Arrange the entries as a Markdown table, starting with the line containing "the red backpack" and ending with the line containing "[(565, 514)]", both lines included, and leave out any blank lines. Use a Row column for the row number and a Line text column for the line itself.

--- Given entries ---

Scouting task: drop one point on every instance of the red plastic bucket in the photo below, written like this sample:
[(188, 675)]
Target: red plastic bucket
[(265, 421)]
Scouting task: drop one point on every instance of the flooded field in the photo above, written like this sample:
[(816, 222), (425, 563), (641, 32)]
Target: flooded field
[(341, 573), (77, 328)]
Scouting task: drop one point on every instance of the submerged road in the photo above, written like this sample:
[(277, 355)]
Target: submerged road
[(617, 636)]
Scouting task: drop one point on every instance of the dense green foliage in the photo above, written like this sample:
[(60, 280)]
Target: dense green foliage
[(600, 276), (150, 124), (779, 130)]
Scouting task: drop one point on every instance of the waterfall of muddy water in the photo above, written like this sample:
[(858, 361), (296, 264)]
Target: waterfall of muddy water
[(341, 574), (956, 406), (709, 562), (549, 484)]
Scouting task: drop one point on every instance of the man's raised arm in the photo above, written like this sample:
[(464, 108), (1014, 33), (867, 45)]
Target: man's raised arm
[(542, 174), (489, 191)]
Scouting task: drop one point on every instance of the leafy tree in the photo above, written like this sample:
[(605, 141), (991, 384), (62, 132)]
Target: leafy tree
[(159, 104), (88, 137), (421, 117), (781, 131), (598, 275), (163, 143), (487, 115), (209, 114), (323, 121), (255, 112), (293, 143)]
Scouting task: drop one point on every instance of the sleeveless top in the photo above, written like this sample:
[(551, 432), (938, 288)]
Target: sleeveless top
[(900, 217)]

---
--- Given entries ---

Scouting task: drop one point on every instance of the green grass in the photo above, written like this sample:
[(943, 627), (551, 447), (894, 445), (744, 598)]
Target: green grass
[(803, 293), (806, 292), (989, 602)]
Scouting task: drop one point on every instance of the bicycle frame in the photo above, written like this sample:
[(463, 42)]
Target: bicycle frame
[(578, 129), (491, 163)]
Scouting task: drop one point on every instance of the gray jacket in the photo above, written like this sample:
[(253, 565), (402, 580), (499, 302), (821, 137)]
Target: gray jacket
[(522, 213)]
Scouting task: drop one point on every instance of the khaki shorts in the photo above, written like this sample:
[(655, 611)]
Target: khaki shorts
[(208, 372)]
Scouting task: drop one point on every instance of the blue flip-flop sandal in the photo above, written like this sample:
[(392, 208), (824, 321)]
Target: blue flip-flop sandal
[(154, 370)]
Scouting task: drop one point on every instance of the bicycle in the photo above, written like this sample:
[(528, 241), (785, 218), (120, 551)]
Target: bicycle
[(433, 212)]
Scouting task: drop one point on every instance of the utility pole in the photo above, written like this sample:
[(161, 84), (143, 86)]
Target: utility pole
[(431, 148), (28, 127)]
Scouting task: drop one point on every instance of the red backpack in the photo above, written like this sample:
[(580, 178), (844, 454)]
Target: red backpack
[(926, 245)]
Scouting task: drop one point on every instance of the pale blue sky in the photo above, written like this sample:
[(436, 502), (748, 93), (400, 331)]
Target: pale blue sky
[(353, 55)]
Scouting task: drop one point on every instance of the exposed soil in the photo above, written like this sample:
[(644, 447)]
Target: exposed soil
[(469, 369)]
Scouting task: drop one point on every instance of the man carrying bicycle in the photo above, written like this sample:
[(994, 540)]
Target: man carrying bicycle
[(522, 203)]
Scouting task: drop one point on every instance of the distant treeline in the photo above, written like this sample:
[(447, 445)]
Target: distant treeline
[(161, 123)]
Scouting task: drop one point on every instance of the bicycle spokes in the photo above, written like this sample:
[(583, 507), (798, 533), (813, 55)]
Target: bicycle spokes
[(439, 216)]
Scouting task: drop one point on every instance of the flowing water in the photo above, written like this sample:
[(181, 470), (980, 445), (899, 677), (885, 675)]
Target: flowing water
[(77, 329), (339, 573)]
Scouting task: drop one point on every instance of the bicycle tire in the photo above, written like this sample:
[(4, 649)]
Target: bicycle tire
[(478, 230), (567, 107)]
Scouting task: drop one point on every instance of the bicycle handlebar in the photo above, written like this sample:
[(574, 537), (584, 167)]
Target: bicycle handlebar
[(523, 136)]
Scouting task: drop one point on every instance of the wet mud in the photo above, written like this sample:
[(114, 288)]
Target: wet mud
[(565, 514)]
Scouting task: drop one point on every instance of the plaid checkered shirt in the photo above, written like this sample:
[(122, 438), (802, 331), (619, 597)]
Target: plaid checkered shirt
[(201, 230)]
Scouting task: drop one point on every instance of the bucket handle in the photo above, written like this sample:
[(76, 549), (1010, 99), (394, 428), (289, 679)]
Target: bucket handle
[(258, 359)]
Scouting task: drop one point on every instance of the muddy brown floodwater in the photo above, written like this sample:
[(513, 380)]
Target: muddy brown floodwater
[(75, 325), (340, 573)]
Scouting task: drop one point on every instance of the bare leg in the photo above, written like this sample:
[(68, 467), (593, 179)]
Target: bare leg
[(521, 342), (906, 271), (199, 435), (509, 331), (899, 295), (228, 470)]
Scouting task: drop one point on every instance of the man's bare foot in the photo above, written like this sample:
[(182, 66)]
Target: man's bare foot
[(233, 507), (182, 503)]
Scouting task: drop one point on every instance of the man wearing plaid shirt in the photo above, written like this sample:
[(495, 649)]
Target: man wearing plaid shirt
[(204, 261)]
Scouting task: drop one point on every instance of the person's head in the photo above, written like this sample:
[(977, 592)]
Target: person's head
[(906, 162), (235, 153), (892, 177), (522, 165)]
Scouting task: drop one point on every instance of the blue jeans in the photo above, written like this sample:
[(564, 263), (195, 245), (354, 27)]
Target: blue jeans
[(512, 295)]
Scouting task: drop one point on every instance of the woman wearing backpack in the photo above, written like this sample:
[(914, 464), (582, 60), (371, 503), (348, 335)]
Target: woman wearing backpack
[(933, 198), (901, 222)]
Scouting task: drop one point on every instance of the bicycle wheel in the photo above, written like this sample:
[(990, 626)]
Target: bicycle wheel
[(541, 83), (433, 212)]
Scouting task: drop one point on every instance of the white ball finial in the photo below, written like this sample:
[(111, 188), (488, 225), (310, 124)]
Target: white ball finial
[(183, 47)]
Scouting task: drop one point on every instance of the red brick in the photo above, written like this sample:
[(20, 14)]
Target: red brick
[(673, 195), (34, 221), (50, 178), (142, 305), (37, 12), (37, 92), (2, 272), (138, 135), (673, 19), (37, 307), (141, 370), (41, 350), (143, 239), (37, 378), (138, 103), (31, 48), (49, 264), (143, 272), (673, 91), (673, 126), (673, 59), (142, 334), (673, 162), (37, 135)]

---
--- Given entries ---

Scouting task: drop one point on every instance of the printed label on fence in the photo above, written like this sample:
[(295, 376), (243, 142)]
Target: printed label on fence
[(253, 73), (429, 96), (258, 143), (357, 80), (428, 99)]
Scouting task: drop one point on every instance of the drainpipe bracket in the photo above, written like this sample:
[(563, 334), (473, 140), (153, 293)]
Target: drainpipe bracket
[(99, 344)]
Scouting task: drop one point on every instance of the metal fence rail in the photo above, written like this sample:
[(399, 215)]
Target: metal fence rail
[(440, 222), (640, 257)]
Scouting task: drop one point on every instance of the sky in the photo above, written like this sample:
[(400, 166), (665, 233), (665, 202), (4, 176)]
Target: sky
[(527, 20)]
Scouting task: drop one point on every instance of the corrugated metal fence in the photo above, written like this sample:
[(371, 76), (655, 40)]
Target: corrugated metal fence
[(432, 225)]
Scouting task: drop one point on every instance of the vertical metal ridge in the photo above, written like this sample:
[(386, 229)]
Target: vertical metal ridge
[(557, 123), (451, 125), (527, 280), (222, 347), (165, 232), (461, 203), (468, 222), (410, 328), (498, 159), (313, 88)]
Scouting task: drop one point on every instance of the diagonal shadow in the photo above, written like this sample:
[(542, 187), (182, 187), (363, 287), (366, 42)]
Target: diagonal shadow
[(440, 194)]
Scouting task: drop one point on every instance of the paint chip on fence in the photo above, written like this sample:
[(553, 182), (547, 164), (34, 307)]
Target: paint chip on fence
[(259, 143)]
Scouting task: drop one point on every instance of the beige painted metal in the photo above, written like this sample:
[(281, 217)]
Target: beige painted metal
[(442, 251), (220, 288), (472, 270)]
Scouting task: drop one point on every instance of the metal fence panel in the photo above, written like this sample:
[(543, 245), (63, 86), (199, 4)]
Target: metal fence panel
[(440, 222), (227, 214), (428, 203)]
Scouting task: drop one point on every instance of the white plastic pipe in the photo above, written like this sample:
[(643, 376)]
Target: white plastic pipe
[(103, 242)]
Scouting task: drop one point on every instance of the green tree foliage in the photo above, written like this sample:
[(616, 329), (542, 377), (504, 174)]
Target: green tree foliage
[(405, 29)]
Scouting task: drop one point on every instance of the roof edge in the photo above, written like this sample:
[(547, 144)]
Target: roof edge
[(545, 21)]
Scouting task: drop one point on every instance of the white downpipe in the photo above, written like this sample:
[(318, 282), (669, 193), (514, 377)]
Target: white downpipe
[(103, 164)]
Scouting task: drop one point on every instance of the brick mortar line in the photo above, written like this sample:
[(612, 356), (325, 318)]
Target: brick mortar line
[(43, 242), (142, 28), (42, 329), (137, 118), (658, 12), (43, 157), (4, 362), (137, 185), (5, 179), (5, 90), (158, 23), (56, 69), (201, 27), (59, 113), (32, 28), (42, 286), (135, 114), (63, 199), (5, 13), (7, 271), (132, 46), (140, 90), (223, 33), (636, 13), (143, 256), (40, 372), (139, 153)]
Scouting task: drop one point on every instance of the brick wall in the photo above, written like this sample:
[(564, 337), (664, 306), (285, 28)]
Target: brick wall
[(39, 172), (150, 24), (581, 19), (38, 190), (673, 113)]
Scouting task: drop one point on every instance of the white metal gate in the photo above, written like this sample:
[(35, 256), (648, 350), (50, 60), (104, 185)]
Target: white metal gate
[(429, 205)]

---

Task answer:
| Row | Line text |
|---|---|
| 1 | Scouting task: drop one point on every instance of the red backpack in the photo above, written like this sample: |
| 2 | [(580, 178), (844, 454)] |
| 3 | Target: red backpack |
| 4 | [(926, 245)] |
| 5 | Scouting task: drop one point on every instance of the pale blue sky in the photo above, written like this sample: |
| 6 | [(436, 502), (748, 93), (400, 331)] |
| 7 | Target: pale blue sky |
| 8 | [(353, 55)] |
| 9 | Scouting task: drop one point on every instance of the exposed soil in the photo above, written like this sample: |
| 10 | [(644, 447)] |
| 11 | Target: exposed soil |
| 12 | [(469, 369)] |
| 13 | Scouting task: drop one point on every instance of the man carrying bicycle in the photo above, written like this sample: |
| 14 | [(994, 540)] |
| 15 | Target: man carrying bicycle |
| 16 | [(522, 203)] |
| 17 | Scouting task: drop one point on every instance of the distant treeline in the photo above, written like this sample: |
| 18 | [(447, 445)] |
| 19 | Target: distant treeline |
| 20 | [(161, 123)] |
| 21 | Scouting task: drop one point on every instance of the bicycle spokes in the photo above, written like this sample: |
| 22 | [(583, 507), (798, 533), (813, 55)] |
| 23 | Target: bicycle spokes |
| 24 | [(439, 216)] |
| 25 | Scouting task: drop one point on every instance of the flowing water in the photo above, written like this sample: |
| 26 | [(181, 470), (980, 445), (899, 677), (885, 675)] |
| 27 | Target: flowing water |
| 28 | [(77, 329), (339, 573)] |
| 29 | Scouting task: drop one point on every instance of the bicycle tire in the photo above, written like this sample: |
| 30 | [(4, 649)] |
| 31 | Target: bicycle tire |
| 32 | [(478, 230), (567, 107)] |
| 33 | Scouting task: drop one point on every instance of the bicycle handlebar in the photo above, written like this sample: |
| 34 | [(574, 537), (584, 167)] |
| 35 | Target: bicycle handlebar |
| 36 | [(523, 136)] |
| 37 | Scouting task: drop one point on every instance of the wet mud in the photo above, written like this sample: |
| 38 | [(114, 288)] |
| 39 | Target: wet mud |
| 40 | [(565, 514)] |